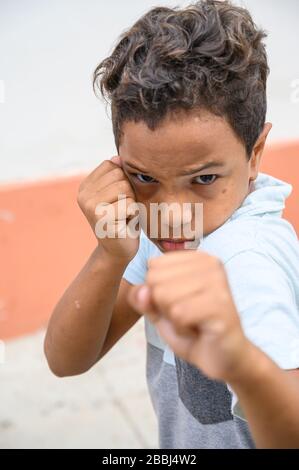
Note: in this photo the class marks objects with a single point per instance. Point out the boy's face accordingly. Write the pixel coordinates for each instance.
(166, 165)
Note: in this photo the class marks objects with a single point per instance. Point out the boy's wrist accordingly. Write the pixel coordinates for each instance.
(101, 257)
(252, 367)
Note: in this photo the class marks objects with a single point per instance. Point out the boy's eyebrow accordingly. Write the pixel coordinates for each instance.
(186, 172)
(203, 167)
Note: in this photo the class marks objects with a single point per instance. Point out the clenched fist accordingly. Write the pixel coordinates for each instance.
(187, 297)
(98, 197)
--
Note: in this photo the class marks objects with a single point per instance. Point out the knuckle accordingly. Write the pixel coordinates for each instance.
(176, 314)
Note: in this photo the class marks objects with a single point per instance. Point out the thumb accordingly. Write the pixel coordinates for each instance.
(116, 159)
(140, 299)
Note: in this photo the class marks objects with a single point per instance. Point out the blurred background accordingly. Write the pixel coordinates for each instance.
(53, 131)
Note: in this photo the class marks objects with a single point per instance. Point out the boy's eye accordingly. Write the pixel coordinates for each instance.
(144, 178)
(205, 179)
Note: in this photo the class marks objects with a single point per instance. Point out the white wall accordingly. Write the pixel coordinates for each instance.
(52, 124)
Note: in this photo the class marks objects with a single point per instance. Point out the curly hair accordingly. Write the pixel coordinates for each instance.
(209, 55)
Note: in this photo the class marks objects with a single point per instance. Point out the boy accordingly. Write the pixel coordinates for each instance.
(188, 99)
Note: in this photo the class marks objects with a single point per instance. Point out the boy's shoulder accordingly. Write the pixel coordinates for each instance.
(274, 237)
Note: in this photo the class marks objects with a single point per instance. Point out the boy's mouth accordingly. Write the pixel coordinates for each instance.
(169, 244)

> _PROBLEM DESCRIPTION_
Count the lines in the records above that contain the string "fist", matching case exactly. Reply with the number alone.

> _TASK SOLUTION_
1